Work instruction →
Tell me how many lines in the entries below contain the word "people"; reply with the number and nothing else.

Material for this exercise →
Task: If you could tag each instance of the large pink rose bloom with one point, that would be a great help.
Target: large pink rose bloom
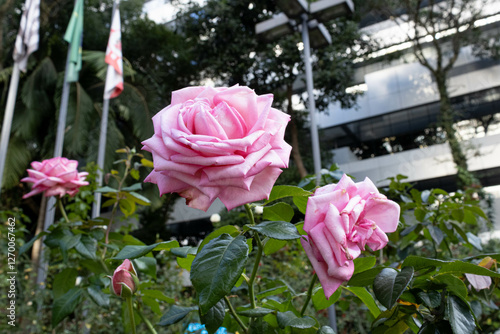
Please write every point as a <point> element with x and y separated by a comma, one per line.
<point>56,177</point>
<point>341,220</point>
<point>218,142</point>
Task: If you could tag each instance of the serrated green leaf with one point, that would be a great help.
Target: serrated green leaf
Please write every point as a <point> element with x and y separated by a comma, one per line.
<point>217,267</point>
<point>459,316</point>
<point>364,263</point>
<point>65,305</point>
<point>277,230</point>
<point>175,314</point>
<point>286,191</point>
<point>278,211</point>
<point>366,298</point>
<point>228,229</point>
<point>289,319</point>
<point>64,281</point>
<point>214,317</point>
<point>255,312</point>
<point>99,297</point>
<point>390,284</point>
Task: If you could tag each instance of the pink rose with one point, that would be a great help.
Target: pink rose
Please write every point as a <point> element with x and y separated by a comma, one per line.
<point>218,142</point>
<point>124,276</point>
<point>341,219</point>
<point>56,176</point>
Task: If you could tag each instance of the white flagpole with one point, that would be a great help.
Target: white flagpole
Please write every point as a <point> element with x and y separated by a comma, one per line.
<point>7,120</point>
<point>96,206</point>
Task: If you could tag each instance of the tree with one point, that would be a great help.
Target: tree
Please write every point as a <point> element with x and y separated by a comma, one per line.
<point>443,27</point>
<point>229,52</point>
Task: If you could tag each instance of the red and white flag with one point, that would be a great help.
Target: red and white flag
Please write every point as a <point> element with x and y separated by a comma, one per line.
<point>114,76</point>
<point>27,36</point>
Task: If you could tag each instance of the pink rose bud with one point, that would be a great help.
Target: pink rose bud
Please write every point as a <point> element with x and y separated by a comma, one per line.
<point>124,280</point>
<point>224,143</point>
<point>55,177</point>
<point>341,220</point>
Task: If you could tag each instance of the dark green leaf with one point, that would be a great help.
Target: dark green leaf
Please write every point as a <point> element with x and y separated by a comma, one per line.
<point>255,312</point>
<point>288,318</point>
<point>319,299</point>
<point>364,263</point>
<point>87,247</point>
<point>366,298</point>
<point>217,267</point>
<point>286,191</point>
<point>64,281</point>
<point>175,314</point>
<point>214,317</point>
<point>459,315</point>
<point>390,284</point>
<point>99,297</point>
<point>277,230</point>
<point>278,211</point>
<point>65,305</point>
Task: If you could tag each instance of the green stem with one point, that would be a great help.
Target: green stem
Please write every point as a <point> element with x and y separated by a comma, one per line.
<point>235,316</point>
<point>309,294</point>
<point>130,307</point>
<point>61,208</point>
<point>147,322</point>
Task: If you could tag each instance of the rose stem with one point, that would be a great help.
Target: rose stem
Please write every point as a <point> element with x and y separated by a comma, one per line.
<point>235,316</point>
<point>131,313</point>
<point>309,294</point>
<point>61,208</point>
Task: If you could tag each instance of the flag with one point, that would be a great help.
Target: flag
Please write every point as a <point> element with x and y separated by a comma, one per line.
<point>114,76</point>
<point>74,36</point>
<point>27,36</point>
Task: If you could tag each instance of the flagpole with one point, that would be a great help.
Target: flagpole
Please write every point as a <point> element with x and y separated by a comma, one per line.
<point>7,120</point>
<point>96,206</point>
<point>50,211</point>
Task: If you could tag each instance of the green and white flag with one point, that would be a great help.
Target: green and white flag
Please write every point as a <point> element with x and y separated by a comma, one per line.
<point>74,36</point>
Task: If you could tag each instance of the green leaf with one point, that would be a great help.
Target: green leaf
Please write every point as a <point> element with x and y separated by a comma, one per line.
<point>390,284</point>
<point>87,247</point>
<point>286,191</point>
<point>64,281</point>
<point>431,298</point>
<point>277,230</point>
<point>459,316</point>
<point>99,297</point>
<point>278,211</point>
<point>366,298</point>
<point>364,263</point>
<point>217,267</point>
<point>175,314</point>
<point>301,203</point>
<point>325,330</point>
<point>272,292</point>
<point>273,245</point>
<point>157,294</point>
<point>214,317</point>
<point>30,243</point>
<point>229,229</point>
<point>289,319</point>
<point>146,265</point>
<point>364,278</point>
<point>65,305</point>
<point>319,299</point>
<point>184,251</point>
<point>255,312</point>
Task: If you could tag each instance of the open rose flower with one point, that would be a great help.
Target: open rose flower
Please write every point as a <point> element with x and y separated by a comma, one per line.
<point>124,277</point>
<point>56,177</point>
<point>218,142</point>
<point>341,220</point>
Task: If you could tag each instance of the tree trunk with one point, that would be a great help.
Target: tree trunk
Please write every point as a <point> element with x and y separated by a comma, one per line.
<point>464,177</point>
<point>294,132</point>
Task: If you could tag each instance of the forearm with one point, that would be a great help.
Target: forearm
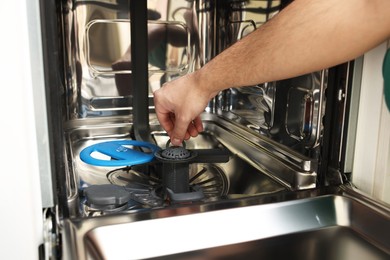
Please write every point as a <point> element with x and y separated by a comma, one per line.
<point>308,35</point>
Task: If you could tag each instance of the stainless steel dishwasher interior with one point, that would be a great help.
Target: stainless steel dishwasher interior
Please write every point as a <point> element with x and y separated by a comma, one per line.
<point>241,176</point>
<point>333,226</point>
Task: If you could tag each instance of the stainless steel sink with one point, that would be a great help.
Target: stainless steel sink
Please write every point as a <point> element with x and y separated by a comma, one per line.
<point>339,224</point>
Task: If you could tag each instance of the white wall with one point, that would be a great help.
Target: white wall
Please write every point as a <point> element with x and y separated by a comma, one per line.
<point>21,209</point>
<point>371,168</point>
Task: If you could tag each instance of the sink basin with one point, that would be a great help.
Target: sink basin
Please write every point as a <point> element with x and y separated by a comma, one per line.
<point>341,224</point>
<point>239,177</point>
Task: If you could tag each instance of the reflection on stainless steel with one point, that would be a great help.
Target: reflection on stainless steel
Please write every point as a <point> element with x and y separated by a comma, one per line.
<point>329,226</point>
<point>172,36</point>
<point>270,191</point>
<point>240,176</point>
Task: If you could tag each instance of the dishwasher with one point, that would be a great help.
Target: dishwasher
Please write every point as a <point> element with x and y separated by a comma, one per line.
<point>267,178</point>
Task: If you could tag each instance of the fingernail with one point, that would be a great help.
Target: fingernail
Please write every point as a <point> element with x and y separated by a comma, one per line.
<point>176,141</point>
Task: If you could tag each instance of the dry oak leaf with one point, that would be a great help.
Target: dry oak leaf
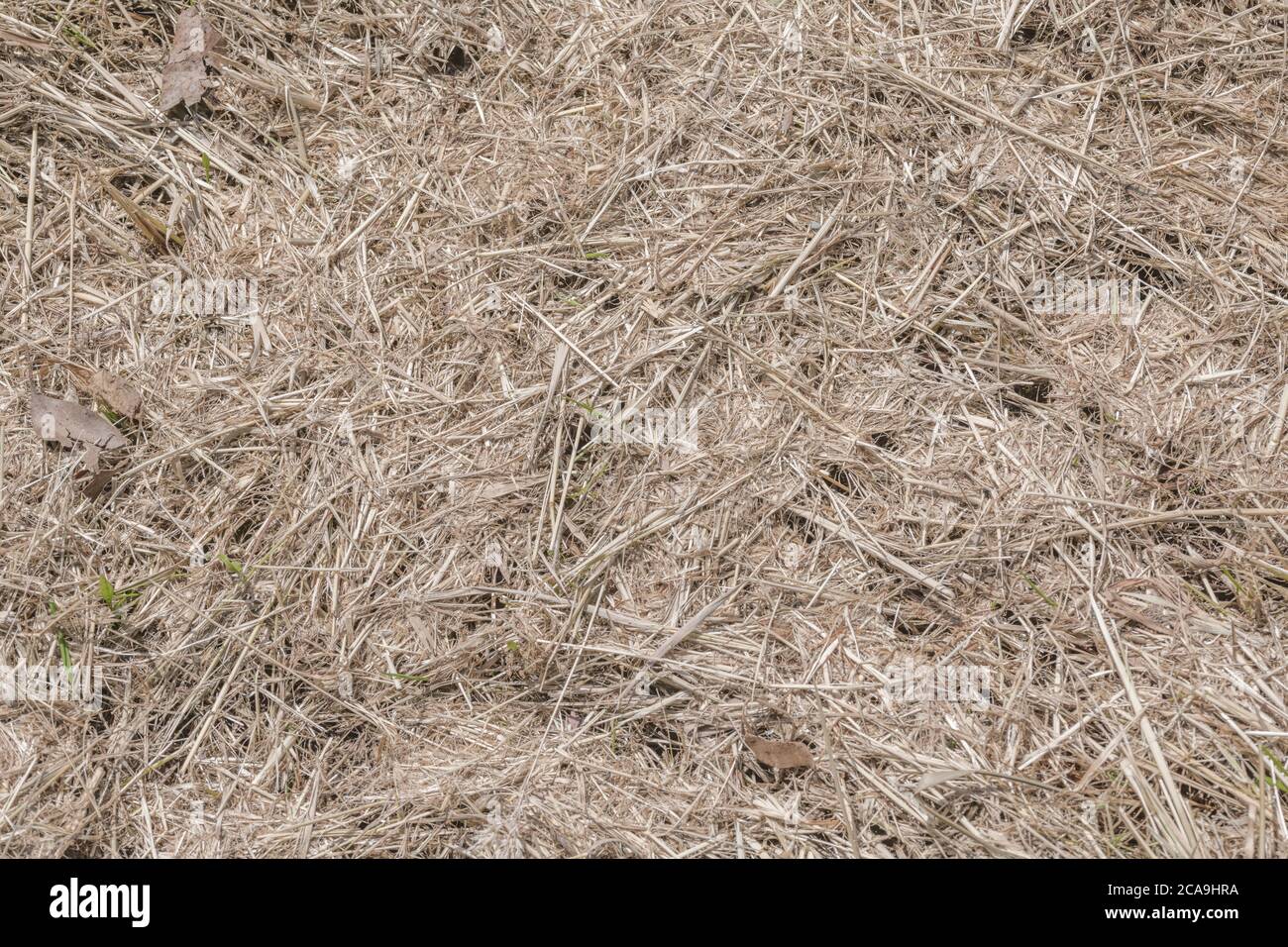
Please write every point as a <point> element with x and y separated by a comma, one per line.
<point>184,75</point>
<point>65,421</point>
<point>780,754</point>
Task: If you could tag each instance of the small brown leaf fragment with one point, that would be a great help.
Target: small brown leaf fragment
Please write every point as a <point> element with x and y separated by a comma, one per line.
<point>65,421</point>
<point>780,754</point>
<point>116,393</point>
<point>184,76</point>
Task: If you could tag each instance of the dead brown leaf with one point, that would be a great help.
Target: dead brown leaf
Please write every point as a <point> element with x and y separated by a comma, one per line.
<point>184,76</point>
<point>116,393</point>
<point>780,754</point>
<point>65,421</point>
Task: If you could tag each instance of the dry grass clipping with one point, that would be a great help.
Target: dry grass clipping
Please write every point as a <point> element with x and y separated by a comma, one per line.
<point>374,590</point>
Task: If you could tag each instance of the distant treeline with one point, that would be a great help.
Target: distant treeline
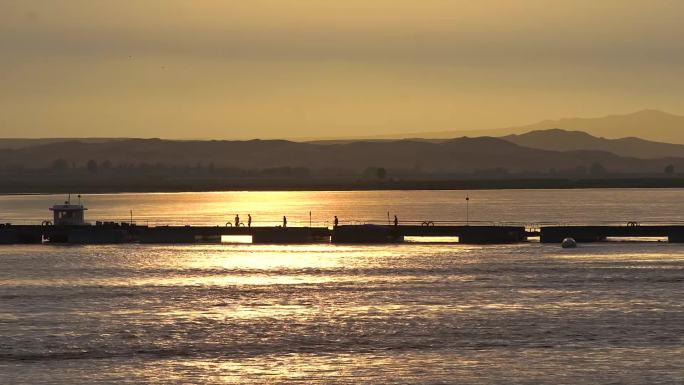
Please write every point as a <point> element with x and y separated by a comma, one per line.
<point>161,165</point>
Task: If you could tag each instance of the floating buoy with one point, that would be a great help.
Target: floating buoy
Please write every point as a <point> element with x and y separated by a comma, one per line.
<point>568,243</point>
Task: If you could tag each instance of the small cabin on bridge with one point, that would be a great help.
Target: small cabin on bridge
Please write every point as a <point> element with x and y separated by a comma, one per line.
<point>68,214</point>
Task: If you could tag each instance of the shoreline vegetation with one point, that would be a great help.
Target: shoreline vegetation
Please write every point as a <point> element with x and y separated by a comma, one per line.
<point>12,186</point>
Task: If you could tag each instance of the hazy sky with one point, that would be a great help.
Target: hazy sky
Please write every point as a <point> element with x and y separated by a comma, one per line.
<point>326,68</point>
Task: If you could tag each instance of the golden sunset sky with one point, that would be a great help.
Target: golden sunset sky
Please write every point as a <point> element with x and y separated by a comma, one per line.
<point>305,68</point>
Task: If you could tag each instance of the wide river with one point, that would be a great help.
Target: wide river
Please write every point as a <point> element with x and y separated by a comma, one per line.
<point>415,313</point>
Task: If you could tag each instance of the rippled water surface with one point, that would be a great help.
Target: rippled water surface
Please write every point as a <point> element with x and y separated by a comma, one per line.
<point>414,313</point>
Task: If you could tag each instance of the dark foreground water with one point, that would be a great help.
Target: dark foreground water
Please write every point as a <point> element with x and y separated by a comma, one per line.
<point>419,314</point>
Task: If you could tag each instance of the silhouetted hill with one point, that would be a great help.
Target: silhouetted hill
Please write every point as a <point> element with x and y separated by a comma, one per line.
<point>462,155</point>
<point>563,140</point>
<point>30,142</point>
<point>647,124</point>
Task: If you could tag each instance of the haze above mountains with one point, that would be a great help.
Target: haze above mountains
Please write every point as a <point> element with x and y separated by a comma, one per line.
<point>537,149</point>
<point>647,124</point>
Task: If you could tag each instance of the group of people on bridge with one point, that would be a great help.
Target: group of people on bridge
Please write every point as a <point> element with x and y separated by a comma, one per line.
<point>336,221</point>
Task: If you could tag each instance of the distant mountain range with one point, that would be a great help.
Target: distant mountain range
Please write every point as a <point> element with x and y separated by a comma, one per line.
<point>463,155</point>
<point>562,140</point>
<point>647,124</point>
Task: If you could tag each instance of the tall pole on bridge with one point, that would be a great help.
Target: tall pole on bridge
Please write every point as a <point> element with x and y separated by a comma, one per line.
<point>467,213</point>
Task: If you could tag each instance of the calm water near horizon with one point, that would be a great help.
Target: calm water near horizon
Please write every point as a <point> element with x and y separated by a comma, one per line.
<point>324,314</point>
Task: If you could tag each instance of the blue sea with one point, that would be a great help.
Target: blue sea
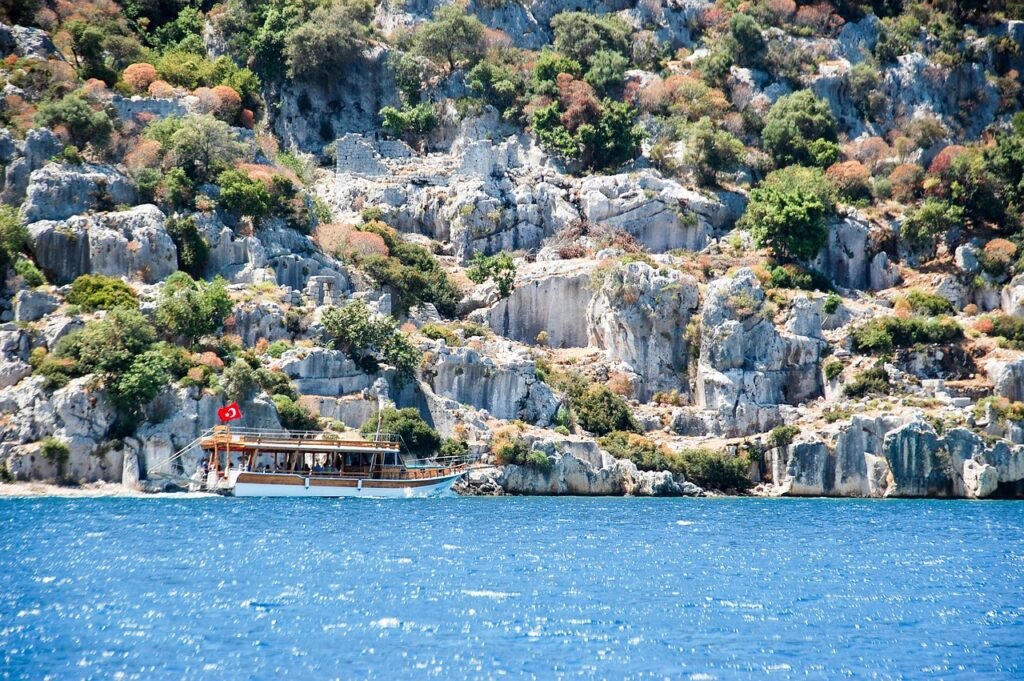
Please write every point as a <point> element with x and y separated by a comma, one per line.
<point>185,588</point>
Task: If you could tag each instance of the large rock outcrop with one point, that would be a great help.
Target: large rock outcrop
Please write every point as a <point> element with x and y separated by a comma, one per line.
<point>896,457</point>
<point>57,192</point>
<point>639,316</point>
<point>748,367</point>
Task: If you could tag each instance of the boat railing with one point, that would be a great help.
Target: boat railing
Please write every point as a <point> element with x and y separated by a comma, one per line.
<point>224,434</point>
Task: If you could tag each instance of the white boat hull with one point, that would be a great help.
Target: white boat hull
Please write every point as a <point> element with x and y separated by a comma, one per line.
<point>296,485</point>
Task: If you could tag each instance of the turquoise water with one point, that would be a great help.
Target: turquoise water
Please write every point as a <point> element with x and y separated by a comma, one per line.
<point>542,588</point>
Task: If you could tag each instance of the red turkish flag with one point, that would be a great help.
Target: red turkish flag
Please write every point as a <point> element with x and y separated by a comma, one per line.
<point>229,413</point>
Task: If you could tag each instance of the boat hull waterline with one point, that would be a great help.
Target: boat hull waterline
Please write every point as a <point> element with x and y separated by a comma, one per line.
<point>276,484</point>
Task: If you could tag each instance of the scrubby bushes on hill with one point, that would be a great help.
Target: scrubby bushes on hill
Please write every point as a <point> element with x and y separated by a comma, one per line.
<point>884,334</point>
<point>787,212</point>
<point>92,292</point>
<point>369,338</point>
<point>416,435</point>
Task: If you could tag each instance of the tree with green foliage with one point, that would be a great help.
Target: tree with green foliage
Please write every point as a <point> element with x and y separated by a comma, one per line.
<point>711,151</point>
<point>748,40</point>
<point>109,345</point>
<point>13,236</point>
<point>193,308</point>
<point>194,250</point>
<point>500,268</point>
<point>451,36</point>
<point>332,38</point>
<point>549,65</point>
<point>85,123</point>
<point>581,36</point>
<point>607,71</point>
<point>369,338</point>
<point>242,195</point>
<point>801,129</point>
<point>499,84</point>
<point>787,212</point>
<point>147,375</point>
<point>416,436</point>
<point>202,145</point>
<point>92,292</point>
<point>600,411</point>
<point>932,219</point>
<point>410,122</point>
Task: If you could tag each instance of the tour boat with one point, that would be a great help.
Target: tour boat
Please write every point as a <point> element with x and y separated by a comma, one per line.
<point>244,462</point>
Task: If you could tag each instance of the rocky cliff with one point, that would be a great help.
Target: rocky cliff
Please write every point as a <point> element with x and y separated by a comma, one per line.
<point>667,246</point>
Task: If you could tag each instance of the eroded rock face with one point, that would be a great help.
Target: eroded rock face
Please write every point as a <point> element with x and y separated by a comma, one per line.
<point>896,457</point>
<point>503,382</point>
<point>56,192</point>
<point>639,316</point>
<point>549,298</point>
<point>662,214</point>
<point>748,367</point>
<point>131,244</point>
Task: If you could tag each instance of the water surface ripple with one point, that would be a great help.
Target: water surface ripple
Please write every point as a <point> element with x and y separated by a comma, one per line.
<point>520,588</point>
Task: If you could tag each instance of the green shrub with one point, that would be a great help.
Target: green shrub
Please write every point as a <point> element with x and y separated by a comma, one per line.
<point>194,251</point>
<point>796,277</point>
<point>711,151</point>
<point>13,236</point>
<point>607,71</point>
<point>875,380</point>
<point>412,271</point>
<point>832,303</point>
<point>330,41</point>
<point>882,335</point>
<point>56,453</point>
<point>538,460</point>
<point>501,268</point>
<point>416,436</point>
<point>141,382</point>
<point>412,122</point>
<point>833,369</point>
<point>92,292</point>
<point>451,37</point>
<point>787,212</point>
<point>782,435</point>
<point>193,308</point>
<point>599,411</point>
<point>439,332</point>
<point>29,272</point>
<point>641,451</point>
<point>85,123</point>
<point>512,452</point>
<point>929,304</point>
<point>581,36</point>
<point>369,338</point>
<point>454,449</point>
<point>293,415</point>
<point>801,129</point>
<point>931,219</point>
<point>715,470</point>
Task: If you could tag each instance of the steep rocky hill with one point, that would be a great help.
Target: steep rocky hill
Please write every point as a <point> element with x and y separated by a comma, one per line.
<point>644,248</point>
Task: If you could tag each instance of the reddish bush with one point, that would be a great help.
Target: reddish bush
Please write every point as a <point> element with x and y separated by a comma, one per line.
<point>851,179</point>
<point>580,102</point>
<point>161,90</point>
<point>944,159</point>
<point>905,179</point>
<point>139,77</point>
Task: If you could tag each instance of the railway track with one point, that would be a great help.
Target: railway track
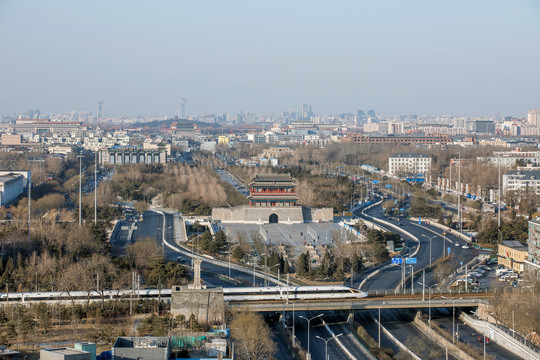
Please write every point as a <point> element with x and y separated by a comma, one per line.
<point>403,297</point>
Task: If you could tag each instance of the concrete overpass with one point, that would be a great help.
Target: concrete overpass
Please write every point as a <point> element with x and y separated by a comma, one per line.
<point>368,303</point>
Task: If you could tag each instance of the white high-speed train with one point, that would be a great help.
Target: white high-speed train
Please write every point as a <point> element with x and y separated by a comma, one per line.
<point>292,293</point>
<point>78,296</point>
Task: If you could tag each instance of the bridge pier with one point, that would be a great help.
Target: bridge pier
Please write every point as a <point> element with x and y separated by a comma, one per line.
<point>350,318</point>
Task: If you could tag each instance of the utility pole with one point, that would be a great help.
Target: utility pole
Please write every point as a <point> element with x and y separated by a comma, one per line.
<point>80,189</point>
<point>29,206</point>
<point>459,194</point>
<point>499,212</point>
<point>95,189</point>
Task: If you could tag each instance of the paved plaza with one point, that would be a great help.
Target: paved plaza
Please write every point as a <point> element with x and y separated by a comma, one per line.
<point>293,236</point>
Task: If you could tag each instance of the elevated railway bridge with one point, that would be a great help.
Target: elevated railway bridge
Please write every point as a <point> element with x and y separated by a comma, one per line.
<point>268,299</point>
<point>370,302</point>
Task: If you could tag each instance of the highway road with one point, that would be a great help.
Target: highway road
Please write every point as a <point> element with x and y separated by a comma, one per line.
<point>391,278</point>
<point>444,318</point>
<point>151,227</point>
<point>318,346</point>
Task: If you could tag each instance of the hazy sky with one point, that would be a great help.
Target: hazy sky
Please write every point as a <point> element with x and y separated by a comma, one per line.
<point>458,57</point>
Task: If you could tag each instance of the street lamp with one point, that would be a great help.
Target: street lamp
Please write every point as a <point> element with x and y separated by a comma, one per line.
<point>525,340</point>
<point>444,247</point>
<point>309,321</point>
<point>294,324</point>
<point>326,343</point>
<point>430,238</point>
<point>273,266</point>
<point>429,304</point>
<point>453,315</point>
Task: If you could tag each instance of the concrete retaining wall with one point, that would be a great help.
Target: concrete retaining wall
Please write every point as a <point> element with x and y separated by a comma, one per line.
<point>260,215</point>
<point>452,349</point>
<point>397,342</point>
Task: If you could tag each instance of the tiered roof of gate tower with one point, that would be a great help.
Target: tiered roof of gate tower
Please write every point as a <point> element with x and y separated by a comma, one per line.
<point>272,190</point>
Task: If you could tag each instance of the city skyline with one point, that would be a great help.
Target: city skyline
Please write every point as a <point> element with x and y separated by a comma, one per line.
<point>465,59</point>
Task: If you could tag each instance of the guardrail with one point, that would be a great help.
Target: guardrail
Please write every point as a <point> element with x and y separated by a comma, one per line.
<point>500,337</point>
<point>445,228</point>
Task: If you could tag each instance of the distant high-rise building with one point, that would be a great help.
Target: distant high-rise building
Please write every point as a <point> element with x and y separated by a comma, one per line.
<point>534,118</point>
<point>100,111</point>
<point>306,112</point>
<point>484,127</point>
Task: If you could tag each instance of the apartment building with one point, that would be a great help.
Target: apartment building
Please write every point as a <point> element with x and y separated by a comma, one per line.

Expected answer →
2